Pointing records:
____________
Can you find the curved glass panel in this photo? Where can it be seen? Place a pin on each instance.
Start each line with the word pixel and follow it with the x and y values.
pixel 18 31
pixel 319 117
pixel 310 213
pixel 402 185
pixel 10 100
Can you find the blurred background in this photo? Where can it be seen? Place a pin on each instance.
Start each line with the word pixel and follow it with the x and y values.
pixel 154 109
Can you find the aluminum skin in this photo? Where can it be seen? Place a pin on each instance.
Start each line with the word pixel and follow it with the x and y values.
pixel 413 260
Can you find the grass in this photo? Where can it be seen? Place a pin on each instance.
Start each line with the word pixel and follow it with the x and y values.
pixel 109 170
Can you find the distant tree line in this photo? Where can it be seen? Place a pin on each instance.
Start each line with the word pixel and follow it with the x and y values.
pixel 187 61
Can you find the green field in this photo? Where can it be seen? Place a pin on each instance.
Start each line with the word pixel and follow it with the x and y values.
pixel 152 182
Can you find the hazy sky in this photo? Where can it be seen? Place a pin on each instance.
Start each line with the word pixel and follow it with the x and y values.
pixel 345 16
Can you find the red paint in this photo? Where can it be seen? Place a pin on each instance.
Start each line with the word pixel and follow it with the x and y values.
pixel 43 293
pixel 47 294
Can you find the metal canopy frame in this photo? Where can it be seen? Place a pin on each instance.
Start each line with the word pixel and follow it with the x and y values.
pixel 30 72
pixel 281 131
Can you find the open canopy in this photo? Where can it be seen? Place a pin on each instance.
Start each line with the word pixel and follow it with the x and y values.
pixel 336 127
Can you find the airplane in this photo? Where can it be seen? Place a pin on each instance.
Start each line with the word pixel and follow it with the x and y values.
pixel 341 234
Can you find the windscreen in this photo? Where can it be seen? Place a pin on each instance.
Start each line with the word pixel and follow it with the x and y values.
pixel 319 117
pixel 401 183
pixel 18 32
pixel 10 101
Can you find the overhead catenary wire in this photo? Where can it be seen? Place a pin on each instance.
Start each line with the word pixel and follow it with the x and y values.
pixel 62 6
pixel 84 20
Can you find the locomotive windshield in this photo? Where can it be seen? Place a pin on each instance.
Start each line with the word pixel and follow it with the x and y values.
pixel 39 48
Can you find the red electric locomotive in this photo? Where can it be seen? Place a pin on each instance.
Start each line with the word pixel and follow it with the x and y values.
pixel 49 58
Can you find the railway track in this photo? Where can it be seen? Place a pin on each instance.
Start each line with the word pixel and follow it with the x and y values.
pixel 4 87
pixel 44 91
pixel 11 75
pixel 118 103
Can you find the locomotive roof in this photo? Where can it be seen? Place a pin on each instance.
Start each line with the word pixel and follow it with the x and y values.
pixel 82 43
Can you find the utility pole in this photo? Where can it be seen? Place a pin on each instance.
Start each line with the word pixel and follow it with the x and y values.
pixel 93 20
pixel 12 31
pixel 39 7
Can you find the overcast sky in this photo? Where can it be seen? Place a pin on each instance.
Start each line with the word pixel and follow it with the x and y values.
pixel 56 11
____________
◆ What to produce: Render all the lines above as a CSV with two columns named text and answer. Give one row per set of instructions and its points, put each field in quotes, and replace line breaks with spaces.

◆ Result:
text,answer
"Can you find the curved glass panel in this photo? Where can it be seen? Place a pin on each instance. Start each line with the word pixel and follow it with the x and y values.","pixel 18 31 pixel 319 117 pixel 310 213 pixel 402 185 pixel 10 100"
"Can you find the blurred background in this photo? Where can it be seen? Place a pin on each instance. Start each line with the word pixel and follow it with the x and y values.","pixel 154 109"
"Can you find the aluminum skin in this photo? Where can it be seen? Place a pin on each instance. Start each line with the word pixel and follow it with the x and y values.","pixel 413 260"
"Can you find the grass in this photo? Where can it be seen? Place a pin on each instance. Start each line with the word pixel and follow it with the x and y values.","pixel 109 170"
"Can you find the distant tree line in this photo? Where can it be seen? Place a pin on each instance. Start each line with the word pixel and follow it with the x and y values.","pixel 187 61"
"Can you find the green field in this photo? Where can it be seen? Place a pin on each instance. Start each line with the word pixel and follow it with the x and y values.","pixel 152 182"
"Can you find the hazy sky in this photo? Where can it be seen? Place a pin on each instance. Start each line with the word pixel and follow it with the x and y values.","pixel 345 16"
"Can you find the red paint in this photo? Where can it be seen? Place a pin on each instance. Start each line with the word pixel and follow it with the x and y values.","pixel 43 293 pixel 47 294"
"Can you find the metal canopy frame in this photo? Where can it be seen? Place a pin on each instance. Start each line with the word pixel and follow it with the x and y values.","pixel 30 72 pixel 281 131"
"Can you find the open canopy in this photo? Where can it be seen? Place a pin on each instance. Start each line with the word pixel and follow it with the x and y values.","pixel 336 127"
"Can you find the airplane in this photo? Where can it be seen? Place a pin on each instance. Start each line with the word pixel and follow it with the x and y values.","pixel 341 234"
"Can you find the windscreen in this photo? Where can it be seen? Place a pin on each instance. Start each line with the word pixel and follow it with the x and y values.","pixel 319 117 pixel 401 183 pixel 18 32 pixel 10 101"
"Can you find the overhead catenary wire in this photo? Where can it be seen? Place a pin on each instance. Start each line with the word pixel and follow it with the x and y values.","pixel 62 6 pixel 84 20"
"Can you find the locomotive windshield in this photo? Where can it be seen? Place a pin on each instance. Start each line with the word pixel and follow it with the x and y values.","pixel 39 48"
"Can you find the red electric locomotive in this photo? Where can it be seen? Place a pin on each instance. Start each line with the word pixel and follow it with the x and y values.","pixel 49 58"
"Can you find the railway track in this photo? Where can it be seen? Place a pin on each instance. Start each line with the word pixel and follow it with the x and y values.","pixel 4 87 pixel 44 91 pixel 11 75 pixel 118 103"
"Can you find the locomotive roof in this photo? Where can it be seen? Place a pin on each instance. Start each line with the word pixel and follow it with the x and y values.","pixel 82 43"
"Can you find the utility pole in this photo? Where can it be seen? Place a pin on each instance. Start each line with the word pixel and follow it with the x and y values.","pixel 93 20 pixel 12 31 pixel 39 7"
"Can you find the overcast sky in this photo? Where can it be seen? Place a pin on each instance. Start each line with the word pixel and follow it with the x and y values.","pixel 56 11"